::: DATASET
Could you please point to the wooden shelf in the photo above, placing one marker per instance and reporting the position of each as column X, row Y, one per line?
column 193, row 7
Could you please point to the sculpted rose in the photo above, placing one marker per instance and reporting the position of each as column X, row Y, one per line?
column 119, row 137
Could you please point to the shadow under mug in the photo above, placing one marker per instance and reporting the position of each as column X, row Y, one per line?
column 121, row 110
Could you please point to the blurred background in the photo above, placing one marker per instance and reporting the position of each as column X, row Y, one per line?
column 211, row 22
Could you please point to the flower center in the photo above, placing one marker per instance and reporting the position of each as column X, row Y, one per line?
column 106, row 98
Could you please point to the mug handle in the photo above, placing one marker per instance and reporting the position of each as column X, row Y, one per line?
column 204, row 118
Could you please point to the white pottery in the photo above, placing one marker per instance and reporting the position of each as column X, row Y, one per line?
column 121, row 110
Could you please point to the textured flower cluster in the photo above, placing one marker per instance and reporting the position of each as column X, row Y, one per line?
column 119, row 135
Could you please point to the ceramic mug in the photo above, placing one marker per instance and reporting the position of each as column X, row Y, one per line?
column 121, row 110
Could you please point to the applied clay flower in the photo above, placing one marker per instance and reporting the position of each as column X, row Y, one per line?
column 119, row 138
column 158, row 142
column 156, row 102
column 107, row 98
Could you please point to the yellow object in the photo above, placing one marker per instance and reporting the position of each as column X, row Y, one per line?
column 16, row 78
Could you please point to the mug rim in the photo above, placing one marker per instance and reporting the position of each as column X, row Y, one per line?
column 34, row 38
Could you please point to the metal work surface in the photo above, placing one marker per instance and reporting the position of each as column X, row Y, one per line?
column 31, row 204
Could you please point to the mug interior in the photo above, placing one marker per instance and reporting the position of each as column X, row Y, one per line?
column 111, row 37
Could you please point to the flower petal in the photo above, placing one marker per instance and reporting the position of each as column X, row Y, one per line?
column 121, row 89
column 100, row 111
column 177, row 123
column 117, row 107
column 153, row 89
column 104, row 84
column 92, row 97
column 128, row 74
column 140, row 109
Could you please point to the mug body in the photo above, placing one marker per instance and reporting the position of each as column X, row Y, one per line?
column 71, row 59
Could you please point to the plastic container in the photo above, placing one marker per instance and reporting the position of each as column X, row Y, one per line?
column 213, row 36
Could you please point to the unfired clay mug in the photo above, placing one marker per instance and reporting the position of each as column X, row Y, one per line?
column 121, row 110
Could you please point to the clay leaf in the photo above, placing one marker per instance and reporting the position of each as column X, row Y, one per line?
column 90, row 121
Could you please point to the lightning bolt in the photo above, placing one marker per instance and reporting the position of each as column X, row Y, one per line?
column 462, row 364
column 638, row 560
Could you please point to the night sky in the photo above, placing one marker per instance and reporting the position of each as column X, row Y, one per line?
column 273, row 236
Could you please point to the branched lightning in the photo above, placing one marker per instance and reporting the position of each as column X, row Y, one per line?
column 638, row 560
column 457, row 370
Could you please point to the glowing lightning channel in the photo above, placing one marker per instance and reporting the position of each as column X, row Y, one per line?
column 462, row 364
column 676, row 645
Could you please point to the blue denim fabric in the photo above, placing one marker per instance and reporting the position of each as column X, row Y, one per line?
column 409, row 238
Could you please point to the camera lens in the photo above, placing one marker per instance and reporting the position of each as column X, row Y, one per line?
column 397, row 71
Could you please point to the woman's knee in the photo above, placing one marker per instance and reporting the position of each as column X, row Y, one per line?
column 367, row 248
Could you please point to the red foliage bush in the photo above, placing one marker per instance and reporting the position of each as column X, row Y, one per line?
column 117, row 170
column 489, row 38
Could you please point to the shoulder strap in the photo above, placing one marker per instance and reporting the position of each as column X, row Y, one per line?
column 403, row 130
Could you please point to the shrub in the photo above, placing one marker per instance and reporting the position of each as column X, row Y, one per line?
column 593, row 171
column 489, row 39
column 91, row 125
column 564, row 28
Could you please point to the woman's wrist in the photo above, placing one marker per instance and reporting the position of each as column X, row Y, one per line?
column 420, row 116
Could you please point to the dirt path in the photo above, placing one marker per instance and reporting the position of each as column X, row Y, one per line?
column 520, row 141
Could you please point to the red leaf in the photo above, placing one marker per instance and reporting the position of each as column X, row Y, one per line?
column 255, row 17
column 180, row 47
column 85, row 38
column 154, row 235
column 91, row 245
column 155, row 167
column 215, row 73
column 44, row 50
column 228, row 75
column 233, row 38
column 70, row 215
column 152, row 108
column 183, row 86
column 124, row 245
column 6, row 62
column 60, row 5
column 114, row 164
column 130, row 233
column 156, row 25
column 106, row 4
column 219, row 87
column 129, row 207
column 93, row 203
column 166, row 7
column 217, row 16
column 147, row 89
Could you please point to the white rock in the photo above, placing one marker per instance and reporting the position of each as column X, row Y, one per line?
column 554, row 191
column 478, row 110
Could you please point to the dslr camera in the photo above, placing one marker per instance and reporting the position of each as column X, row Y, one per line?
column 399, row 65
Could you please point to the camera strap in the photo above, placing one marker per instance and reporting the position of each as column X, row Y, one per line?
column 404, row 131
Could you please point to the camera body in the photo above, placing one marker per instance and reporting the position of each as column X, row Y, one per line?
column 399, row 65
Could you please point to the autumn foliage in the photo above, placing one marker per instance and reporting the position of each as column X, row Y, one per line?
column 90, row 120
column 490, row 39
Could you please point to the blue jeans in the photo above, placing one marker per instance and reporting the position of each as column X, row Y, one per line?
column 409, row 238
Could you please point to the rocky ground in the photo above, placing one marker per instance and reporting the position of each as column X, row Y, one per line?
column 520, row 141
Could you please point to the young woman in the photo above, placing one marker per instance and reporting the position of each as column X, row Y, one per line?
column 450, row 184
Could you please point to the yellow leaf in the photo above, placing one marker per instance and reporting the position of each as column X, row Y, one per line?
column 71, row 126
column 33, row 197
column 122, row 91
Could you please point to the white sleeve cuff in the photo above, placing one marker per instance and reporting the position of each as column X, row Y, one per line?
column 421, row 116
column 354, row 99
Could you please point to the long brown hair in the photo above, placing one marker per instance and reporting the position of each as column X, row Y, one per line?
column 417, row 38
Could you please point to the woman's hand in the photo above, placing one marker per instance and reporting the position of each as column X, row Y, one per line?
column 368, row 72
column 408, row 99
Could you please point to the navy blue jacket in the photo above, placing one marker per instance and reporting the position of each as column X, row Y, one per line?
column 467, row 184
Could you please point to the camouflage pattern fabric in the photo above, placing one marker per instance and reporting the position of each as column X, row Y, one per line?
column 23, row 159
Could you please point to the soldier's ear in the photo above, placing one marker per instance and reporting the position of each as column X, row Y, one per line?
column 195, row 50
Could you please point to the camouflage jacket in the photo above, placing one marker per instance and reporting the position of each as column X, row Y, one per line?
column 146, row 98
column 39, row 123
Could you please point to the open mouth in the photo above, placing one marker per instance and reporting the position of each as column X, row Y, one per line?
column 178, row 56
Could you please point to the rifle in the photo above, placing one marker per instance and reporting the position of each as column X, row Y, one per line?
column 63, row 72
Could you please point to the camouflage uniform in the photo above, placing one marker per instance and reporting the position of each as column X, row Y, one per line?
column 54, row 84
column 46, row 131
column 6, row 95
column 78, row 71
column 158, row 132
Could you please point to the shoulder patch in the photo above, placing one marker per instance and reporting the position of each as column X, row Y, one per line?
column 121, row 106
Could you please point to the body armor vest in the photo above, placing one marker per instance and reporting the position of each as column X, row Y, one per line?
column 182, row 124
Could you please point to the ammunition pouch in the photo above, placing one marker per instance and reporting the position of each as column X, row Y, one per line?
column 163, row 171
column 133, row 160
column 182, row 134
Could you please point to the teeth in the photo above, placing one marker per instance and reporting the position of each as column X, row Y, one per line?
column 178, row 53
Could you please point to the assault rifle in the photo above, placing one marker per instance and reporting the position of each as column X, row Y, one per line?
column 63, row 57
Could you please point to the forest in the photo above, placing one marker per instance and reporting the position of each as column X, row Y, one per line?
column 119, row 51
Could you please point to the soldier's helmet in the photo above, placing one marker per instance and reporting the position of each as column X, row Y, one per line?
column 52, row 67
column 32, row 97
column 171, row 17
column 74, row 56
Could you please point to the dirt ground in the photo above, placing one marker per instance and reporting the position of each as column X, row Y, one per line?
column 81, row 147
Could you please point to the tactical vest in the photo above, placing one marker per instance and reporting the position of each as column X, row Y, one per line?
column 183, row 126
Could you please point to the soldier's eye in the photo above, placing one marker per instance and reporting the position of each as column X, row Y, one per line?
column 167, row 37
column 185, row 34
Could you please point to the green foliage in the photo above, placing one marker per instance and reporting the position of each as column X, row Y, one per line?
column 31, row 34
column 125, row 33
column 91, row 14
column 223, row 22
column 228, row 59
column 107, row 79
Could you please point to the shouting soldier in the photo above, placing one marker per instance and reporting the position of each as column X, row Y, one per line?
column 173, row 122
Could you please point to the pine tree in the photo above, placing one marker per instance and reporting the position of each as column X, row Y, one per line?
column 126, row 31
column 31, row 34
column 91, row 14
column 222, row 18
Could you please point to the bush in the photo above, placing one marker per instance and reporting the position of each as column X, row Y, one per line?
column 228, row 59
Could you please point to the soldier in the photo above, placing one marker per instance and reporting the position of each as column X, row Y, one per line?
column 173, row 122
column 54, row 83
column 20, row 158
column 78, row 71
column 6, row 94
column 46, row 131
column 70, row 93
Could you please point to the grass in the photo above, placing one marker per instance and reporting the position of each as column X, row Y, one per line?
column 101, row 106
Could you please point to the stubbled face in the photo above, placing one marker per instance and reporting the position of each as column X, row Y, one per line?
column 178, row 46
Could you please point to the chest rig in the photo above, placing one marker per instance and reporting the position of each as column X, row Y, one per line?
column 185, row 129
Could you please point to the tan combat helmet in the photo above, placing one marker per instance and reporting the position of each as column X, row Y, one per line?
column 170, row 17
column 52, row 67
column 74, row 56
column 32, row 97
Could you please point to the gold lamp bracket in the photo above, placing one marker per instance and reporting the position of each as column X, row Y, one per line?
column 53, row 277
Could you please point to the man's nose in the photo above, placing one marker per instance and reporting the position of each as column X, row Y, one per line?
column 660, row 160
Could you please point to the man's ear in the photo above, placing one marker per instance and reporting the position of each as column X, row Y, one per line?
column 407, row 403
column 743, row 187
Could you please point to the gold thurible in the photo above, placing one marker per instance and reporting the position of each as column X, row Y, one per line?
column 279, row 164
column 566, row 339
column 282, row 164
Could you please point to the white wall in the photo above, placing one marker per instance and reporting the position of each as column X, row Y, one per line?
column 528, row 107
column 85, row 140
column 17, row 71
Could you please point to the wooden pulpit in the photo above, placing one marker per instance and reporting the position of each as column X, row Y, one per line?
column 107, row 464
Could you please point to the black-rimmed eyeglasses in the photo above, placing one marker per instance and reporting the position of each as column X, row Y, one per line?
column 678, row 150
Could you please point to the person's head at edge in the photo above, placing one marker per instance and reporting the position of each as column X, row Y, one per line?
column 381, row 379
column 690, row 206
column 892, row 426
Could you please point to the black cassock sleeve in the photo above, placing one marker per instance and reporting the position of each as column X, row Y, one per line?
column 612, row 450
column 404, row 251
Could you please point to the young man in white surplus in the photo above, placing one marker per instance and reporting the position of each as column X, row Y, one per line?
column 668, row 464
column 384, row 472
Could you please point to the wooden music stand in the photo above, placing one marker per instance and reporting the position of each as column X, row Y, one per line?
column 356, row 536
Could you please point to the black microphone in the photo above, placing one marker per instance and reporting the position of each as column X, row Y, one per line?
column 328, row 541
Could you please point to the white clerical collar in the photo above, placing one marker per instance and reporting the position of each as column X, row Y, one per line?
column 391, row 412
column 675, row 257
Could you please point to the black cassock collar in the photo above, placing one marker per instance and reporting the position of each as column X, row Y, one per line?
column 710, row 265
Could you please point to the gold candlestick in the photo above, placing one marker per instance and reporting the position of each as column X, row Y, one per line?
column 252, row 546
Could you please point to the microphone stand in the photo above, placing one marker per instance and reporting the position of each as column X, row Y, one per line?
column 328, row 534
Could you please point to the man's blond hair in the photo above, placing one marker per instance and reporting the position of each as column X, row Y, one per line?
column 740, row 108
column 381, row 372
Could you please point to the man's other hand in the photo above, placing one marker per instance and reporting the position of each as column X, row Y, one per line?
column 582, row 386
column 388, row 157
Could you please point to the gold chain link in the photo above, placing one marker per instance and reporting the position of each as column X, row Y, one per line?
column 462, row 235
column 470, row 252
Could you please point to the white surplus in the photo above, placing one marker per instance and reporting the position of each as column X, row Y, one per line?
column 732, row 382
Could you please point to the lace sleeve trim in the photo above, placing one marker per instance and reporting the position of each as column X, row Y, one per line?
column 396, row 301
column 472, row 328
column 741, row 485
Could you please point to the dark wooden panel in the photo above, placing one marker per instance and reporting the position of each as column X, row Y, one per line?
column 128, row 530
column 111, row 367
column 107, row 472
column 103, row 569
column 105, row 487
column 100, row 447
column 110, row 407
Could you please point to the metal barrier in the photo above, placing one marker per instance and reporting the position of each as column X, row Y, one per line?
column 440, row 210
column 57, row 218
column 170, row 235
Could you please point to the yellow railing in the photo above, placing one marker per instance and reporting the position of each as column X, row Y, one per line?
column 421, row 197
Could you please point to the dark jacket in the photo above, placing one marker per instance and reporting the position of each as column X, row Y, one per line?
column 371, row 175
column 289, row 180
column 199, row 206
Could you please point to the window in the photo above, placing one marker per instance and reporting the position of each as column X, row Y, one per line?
::::::
• WHAT IS REQUIRED
Update the items starting at the line that contains "Could you please point to the branched" and ending at the line that contains "column 457, row 370" by replacing "branched lightning" with "forked lightning", and give back only those lines with everything else unchanged.

• SOLVED EXERCISE
Could you please point to the forked lightning in the photo above, placing one marker per instance and reporting the position of each as column X, row Y, one per line?
column 638, row 560
column 457, row 370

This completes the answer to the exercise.